**Work task:**
Determine how many lines in these records hold "earlobe". Only the number is wanted.

**Records to process:**
┄┄┄┄┄┄

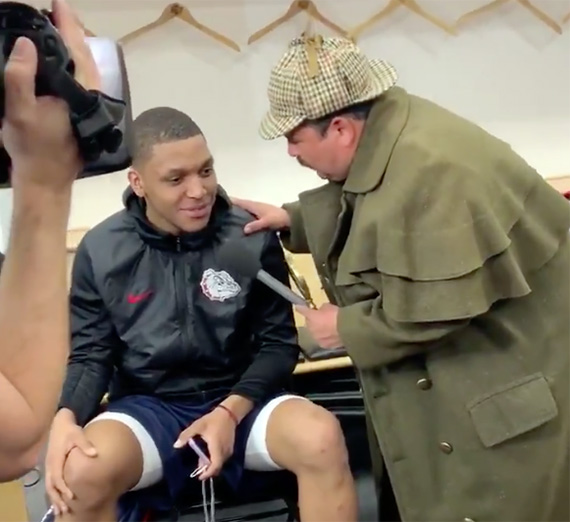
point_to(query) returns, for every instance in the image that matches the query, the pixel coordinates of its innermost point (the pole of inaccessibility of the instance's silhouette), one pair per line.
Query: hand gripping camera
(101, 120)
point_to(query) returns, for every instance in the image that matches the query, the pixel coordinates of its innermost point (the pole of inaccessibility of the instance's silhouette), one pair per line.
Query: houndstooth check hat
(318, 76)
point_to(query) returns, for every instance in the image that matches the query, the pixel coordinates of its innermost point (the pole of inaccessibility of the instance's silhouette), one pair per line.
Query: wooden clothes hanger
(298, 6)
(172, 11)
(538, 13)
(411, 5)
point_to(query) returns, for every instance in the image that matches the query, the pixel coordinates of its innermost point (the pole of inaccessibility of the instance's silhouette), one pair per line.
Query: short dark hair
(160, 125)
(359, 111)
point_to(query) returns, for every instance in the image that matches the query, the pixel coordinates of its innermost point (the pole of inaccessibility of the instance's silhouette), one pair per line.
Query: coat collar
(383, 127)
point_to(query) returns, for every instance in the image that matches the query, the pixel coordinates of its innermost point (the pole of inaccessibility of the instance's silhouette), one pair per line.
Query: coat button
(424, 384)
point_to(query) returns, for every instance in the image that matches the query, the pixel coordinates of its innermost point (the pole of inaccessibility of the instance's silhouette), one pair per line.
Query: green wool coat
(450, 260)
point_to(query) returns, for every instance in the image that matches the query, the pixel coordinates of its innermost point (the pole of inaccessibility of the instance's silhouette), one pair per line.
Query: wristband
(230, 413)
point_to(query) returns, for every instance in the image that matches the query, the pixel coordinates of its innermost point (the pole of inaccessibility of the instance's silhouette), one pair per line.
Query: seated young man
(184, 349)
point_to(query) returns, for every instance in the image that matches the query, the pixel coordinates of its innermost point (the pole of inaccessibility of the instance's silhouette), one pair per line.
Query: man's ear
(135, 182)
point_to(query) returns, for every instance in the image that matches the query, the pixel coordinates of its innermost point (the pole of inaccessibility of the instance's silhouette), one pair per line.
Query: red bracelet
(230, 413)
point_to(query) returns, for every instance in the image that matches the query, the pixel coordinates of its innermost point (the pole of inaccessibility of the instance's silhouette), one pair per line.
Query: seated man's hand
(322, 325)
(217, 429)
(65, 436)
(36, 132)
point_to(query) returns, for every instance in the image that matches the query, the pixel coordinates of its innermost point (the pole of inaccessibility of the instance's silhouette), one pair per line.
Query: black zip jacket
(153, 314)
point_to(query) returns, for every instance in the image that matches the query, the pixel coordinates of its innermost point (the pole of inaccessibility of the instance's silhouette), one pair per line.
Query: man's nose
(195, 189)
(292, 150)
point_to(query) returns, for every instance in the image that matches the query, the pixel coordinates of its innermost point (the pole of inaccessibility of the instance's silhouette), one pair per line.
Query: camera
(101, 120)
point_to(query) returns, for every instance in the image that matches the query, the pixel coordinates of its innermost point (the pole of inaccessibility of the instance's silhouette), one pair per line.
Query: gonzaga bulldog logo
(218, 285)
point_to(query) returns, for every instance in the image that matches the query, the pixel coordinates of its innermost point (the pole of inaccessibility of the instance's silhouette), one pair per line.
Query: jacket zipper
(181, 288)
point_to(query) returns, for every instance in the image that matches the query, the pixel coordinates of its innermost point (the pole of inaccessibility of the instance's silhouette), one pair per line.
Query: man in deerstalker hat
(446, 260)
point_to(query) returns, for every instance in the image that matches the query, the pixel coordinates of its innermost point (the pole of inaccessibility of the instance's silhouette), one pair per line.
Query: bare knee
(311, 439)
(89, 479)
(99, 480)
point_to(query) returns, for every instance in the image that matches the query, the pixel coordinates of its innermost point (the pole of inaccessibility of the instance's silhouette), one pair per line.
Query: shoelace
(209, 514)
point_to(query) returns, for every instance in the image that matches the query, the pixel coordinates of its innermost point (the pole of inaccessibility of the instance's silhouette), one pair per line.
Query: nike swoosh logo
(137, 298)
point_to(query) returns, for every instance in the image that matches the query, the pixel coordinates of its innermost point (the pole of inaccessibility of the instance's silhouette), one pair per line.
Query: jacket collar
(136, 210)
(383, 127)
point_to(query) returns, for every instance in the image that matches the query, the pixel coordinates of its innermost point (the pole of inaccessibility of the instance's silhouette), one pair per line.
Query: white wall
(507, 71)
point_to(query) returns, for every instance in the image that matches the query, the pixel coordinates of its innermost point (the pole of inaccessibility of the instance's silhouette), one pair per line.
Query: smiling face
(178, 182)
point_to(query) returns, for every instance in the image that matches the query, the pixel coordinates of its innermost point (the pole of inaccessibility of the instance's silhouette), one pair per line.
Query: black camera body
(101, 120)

┄┄┄┄┄┄

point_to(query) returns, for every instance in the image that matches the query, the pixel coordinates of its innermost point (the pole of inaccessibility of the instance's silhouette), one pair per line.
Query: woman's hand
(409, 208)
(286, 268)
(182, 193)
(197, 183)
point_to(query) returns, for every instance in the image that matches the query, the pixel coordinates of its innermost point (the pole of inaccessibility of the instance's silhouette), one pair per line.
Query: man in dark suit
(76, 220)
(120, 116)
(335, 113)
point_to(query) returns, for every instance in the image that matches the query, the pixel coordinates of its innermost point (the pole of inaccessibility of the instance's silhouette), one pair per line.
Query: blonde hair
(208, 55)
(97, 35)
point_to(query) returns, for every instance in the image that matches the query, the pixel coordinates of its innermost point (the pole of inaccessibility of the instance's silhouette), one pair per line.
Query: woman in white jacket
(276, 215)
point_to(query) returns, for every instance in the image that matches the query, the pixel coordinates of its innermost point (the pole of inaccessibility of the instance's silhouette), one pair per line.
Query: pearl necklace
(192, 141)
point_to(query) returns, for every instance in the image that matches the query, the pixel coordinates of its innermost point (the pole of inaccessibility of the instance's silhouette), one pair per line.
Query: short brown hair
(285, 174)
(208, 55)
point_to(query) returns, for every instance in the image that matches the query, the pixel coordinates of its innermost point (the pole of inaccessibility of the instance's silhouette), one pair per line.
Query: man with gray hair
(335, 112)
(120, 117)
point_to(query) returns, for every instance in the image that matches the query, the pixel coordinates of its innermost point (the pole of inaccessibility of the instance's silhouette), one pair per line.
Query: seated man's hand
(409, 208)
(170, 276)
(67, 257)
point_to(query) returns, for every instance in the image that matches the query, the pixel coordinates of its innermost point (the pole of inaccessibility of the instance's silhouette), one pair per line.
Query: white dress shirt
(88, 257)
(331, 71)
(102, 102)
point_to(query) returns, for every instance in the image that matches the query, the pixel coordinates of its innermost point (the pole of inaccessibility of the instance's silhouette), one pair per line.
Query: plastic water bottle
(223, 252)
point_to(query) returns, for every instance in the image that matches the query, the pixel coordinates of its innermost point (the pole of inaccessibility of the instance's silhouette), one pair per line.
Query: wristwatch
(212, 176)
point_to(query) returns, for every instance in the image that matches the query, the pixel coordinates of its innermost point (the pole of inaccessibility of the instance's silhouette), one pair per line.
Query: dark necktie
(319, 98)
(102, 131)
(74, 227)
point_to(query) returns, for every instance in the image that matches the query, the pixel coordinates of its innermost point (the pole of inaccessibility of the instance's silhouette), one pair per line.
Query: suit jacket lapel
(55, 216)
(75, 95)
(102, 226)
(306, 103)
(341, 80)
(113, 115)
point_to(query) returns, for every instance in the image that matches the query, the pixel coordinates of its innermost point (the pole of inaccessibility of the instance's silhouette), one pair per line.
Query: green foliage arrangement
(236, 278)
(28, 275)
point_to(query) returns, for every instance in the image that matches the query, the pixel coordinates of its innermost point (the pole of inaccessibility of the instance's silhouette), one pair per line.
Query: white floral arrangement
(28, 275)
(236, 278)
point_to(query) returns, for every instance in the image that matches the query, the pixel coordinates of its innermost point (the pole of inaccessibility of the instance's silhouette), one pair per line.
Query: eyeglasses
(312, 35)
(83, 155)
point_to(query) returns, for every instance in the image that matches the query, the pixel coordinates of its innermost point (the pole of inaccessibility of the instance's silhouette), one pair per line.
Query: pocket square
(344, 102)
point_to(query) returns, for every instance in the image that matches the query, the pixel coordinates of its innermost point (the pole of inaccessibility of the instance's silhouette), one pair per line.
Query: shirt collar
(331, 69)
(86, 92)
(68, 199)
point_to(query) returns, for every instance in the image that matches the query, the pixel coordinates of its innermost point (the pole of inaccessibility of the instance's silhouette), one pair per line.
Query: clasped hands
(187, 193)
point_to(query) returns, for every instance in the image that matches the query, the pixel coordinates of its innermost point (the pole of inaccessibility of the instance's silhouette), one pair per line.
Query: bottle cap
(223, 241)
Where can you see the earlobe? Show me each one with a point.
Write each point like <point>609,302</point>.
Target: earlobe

┄┄┄┄┄┄

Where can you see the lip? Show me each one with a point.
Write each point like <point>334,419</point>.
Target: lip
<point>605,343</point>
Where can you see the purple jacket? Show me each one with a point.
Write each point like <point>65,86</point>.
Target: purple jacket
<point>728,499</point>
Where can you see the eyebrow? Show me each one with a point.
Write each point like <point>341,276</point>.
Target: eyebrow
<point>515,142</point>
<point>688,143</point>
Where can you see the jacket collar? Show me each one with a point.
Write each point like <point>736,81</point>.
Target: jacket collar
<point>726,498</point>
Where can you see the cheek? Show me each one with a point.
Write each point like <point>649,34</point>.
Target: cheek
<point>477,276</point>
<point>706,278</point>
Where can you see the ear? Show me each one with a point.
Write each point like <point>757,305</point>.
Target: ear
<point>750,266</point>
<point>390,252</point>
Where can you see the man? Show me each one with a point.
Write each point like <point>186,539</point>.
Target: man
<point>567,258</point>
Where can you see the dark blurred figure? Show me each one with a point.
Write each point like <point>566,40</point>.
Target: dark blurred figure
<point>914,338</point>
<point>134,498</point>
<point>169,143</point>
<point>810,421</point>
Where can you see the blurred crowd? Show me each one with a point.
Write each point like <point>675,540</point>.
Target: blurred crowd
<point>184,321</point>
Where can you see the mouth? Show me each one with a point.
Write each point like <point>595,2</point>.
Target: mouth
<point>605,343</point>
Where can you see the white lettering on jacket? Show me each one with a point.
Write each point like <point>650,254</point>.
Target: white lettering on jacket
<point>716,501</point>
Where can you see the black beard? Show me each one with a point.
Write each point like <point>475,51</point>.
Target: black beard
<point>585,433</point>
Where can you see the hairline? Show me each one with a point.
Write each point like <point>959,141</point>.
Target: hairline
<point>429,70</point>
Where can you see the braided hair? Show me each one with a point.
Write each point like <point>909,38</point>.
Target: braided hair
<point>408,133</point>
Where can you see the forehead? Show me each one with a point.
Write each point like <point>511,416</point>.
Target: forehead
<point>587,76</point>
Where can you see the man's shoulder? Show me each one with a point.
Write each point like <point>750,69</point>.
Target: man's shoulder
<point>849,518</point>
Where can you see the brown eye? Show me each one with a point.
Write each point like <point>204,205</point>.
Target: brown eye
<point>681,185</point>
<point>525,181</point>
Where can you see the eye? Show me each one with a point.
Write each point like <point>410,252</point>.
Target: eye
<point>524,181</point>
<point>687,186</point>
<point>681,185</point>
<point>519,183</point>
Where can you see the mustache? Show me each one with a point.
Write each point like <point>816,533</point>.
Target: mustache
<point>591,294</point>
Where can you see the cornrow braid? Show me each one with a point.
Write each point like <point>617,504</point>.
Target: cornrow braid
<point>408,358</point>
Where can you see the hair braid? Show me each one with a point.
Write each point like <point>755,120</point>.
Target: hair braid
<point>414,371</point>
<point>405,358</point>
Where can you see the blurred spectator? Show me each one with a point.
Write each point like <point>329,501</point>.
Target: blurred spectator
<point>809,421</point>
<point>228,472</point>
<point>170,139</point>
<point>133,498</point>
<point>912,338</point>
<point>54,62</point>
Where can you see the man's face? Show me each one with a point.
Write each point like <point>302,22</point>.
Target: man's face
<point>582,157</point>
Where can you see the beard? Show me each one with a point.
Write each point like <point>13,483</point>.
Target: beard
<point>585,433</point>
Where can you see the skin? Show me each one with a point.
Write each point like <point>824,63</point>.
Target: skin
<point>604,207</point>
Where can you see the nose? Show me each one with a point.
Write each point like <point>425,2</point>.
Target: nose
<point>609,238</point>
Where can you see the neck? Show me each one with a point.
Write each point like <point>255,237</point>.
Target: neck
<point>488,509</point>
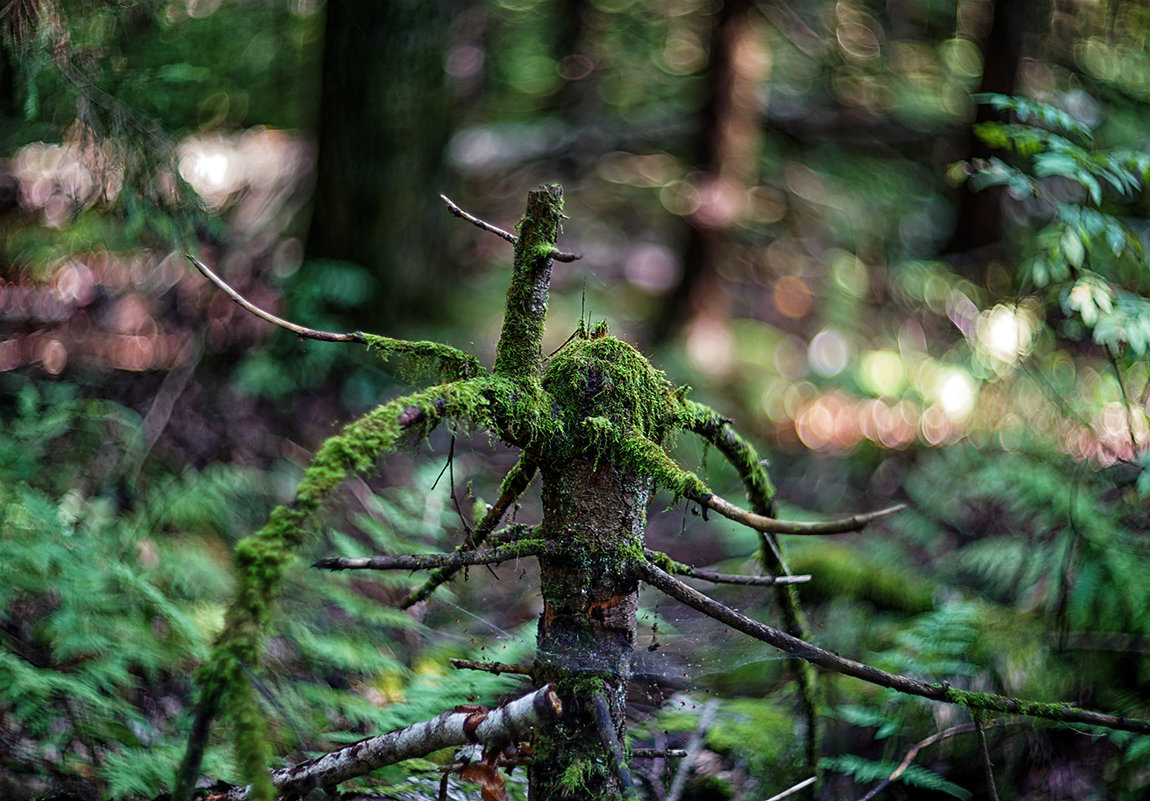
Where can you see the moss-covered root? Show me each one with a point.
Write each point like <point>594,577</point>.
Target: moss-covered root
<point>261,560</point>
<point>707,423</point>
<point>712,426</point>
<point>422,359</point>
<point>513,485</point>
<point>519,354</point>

┄┄┄┄┄┄

**Result of this task:**
2